**Aim of the exercise:** Reproduce only the lines from the line containing "flag in this photo." to the end of the entries below, including both of those lines.

** BEGIN Listing **

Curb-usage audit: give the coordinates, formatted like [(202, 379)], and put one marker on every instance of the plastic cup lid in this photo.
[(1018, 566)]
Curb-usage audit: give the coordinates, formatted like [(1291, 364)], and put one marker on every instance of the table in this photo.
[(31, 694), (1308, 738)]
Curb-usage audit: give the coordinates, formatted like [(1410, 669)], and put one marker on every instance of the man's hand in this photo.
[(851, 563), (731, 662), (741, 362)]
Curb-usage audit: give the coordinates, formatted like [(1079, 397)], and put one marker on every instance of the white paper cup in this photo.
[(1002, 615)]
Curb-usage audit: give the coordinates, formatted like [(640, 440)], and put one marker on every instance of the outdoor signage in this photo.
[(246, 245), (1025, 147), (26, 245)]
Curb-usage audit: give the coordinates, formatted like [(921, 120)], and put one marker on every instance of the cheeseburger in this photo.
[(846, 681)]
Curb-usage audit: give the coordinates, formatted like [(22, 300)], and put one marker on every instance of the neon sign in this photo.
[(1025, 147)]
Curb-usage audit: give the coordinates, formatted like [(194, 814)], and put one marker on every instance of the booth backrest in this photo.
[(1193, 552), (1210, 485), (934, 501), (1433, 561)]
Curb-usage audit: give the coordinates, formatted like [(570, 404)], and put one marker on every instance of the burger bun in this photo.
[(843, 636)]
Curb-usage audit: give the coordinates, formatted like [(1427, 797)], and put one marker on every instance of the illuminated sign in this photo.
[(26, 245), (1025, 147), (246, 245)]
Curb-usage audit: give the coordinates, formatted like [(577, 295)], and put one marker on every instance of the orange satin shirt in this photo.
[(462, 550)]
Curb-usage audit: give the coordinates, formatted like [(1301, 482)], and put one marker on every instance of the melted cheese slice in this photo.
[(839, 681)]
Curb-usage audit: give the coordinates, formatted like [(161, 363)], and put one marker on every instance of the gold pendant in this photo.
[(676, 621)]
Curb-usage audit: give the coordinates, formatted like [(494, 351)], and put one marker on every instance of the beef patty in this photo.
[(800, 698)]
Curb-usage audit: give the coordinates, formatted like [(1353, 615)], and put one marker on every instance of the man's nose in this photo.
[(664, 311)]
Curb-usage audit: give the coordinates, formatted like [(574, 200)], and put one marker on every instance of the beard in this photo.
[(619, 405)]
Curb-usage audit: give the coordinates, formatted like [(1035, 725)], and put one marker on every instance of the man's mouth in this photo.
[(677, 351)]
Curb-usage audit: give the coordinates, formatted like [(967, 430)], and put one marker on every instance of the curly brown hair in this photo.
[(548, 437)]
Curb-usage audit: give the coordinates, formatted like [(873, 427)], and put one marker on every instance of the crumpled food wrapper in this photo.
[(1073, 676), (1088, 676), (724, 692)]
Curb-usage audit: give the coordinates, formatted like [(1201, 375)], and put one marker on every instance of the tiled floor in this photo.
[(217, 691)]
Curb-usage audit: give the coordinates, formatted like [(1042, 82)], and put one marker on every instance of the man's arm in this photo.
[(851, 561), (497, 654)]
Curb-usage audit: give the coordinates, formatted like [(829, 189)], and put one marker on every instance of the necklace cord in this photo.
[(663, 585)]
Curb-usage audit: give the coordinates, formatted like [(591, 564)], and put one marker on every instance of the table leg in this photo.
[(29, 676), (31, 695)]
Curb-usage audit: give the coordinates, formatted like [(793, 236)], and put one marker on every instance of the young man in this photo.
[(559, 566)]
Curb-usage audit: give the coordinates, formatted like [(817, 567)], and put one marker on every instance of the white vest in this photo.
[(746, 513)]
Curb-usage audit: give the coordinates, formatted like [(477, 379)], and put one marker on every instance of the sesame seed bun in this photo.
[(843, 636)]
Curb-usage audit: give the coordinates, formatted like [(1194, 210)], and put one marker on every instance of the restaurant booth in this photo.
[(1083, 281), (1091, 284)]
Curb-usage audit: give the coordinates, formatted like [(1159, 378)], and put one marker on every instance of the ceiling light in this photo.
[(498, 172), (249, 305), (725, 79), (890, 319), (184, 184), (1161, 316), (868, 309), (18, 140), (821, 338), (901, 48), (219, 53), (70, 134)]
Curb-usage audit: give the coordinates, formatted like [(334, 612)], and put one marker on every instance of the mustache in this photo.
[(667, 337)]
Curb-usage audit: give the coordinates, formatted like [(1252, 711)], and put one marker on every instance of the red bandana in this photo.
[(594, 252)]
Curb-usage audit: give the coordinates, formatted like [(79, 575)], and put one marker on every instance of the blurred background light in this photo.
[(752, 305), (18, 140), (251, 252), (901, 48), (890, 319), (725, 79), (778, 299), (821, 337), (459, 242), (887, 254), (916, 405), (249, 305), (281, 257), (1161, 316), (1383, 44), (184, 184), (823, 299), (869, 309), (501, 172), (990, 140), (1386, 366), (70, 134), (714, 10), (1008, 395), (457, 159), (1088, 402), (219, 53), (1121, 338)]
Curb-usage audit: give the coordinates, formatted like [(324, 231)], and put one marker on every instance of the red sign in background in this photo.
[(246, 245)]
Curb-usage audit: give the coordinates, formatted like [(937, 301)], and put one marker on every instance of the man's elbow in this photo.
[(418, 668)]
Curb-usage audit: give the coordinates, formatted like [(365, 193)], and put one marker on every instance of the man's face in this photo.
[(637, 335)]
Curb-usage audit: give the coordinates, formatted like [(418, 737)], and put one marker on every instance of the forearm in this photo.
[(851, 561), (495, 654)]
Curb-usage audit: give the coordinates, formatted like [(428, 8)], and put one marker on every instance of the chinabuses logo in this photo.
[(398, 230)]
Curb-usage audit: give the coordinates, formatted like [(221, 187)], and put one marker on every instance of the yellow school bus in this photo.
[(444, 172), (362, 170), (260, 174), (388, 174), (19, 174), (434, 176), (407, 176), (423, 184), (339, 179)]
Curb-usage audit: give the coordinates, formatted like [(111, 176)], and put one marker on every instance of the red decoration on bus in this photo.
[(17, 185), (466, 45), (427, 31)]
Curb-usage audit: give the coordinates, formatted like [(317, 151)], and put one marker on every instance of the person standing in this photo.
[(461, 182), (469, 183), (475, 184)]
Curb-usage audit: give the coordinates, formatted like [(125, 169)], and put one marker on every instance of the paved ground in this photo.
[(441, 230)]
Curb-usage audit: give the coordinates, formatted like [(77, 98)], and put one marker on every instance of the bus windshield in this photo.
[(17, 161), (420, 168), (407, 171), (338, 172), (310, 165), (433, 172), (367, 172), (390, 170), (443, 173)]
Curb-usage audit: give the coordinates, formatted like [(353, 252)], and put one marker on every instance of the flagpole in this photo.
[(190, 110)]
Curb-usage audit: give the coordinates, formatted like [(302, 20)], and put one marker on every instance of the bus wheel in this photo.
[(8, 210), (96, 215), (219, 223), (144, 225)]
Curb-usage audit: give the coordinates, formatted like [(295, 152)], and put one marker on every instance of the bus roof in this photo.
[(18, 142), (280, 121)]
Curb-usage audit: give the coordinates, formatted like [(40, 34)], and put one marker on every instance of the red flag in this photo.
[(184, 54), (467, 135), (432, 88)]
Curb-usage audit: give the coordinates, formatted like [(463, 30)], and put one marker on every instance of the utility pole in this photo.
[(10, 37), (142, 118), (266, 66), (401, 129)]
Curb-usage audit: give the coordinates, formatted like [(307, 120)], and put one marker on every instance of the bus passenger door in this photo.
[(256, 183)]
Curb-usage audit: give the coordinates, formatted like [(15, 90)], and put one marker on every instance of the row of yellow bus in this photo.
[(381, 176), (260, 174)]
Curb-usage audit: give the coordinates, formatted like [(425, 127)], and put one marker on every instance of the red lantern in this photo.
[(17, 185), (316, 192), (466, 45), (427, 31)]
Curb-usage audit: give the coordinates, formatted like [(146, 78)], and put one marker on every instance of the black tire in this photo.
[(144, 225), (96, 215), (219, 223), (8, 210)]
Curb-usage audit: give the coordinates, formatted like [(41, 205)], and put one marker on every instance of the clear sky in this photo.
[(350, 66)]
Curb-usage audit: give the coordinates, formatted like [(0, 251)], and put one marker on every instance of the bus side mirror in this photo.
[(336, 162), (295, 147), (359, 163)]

** END Listing **

**Exercise output:**
Curb-usage audit: give the coordinates, formatted like [(40, 34)], and put one marker on every instance of the red flag in this photo.
[(184, 54), (467, 135), (432, 88)]
Curb-usage audit: give the coordinates, formatted like [(463, 30)], and put one marker on every instance of the utility pole in this photo.
[(10, 37), (142, 118), (266, 66), (401, 129)]
Curb-usage audit: give the coordinates, formatted like [(307, 120)], and put one marker on every instance of the bus passenger door in this photo.
[(256, 183)]
Curb-usage audit: give the coordinates, formatted like [(15, 90)], and put one marker on every instance of the row of yellow bus in this photo.
[(381, 176), (260, 174)]
Curb-usage audit: give the coordinates, formatted like [(425, 127)], and put one marker on every instance of the red lantern in this photo.
[(17, 185), (316, 192), (466, 45), (427, 31)]
Curb-usage audit: give the coordinates, formatted like [(146, 78)], and put one marker on every instance of the black tire in this photo.
[(144, 225), (96, 215), (219, 223), (8, 210)]
Curb-usage audit: give the coordinates, formatted like [(41, 205)], and put one marker on every instance of the clear sky in this photo.
[(350, 66)]
Curb-usage audit: give the coordinates, formatted like [(0, 251)], and put one marker on every instance of the bus side mirror in this photo.
[(336, 162), (295, 147), (359, 163)]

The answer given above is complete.